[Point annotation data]
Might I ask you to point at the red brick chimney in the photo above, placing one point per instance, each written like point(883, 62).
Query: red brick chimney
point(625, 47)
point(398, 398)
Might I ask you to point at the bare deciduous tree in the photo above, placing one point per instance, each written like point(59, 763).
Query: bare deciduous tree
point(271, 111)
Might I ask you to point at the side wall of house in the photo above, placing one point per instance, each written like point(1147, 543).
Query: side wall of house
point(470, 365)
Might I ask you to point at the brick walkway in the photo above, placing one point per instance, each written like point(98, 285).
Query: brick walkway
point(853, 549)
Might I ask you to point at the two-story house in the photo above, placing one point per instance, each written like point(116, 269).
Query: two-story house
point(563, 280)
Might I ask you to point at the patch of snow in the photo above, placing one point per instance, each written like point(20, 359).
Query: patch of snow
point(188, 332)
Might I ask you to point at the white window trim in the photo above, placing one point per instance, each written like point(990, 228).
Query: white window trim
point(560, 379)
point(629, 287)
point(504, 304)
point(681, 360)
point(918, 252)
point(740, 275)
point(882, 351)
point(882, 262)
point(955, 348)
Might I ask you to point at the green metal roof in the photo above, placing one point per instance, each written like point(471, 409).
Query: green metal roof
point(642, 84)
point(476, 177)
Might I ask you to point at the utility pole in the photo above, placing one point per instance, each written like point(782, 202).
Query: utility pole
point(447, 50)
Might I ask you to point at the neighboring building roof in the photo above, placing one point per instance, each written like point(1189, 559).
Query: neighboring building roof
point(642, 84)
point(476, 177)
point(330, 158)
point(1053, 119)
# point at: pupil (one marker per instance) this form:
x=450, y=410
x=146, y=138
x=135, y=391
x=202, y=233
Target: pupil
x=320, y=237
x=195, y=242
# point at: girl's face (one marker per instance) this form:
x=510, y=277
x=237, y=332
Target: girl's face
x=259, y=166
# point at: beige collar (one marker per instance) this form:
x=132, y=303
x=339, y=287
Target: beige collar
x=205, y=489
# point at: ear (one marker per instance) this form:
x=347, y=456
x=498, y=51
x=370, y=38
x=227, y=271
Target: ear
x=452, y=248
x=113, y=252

The request: Please copy the stretch from the line containing "Might I ask you to point at the side" through the line containing "x=259, y=166", swapping every "Query" for "Search term" and leaving everything else unchanged.

Task solution:
Might I ask you to point at the side wall of house in the photo above, placing one point per instance, each written like point(1147, 543).
Search term: side wall of house
point(470, 365)
Might I ask you to point at the brick walkway in the photo above, placing one point per instance, each written like point(98, 285).
Search term: brick walkway
point(853, 549)
Might I ask you to point at the two-story house in the photo above, placing one point per instance, each written like point(116, 269).
Search term: two-story house
point(563, 280)
Might I ask you to point at the patch of snow in the photo above, placing one point per instance, each written like point(20, 359).
Search term: patch of snow
point(188, 332)
Might I ask you to point at the white window trim in the photo above, placing one point per instance, each written like point(990, 228).
Search term: white window trim
point(560, 379)
point(629, 287)
point(504, 304)
point(681, 360)
point(918, 252)
point(740, 275)
point(882, 351)
point(882, 262)
point(955, 348)
Might I ask you to point at the green metal roof in the photo above, placing one point per instance, each written like point(471, 409).
Search term: green metal roof
point(642, 84)
point(476, 177)
Might I ask you to point at the utility pole in the photo above, placing one point per instance, each written like point(782, 202).
Search term: utility pole
point(447, 50)
Might I ask you to point at the neighboring building roof in the photo above, placing one point per instance, each written like point(1189, 559).
Search term: neighboring building roof
point(642, 84)
point(476, 177)
point(330, 158)
point(1053, 119)
# point at: pupil (one marker per instance) this form:
x=450, y=410
x=146, y=138
x=135, y=391
x=202, y=233
Target: pupil
x=320, y=237
x=195, y=242
# point at: girl's face (one marker per instance) this form:
x=510, y=277
x=237, y=332
Target: girl's face
x=259, y=166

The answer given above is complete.